The task: Report each line of the listing below that contains the word "white", copying every such line in full.
--- begin Raw records ---
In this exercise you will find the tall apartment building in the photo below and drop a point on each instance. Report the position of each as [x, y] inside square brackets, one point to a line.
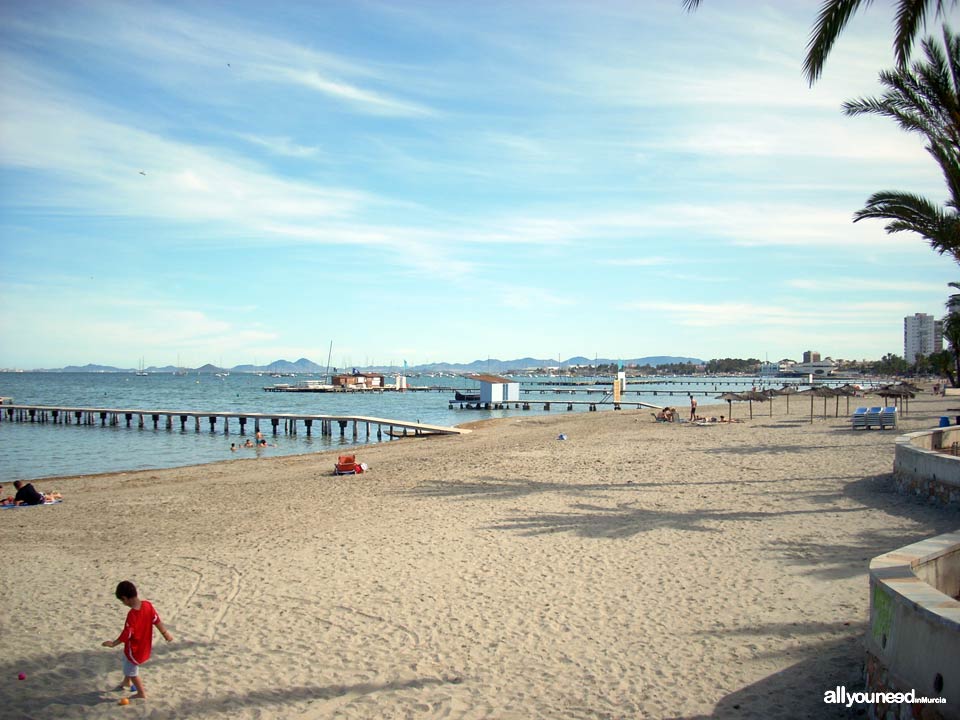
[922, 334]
--- end Raw records ---
--- begin Raw records ---
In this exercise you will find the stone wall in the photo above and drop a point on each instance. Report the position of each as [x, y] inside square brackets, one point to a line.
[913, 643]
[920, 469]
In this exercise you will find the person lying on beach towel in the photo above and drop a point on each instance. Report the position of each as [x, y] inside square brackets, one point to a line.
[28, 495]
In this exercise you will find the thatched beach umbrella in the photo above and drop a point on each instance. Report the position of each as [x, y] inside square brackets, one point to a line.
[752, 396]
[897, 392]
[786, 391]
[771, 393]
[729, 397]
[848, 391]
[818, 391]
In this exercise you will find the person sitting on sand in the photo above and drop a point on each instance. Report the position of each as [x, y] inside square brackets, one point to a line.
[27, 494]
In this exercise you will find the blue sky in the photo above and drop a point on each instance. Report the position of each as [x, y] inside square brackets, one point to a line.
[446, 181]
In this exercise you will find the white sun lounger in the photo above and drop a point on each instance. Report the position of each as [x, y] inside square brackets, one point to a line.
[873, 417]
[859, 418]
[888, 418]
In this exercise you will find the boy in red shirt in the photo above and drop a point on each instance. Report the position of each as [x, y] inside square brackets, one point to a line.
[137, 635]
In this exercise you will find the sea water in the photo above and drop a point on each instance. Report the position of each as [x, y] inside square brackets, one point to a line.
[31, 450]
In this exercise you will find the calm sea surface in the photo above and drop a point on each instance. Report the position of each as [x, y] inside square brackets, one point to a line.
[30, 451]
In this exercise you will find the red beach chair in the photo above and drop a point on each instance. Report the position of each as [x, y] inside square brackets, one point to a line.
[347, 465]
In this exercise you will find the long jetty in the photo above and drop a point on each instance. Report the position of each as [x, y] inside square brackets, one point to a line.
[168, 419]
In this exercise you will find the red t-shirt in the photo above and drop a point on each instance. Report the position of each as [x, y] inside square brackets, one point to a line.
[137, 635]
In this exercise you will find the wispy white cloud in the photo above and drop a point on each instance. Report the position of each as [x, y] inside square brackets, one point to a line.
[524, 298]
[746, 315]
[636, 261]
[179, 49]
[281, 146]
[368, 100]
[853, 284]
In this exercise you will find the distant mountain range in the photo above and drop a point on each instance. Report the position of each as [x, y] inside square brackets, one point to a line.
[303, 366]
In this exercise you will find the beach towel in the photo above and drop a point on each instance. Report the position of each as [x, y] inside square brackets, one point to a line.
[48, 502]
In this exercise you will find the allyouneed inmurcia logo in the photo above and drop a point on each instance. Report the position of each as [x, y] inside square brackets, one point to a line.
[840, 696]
--- end Raw records ---
Exercise answer:
In this exercise you will find the white sun lounger in the photo above and drop a point on each instance. Report the position of each as [x, y] inside square brackets, one point to a line.
In this exercise you will find the wispy white cloud in the photo above and drop a point on each instance. Report the position of each as [x, y] inside square brackets, one point to a line.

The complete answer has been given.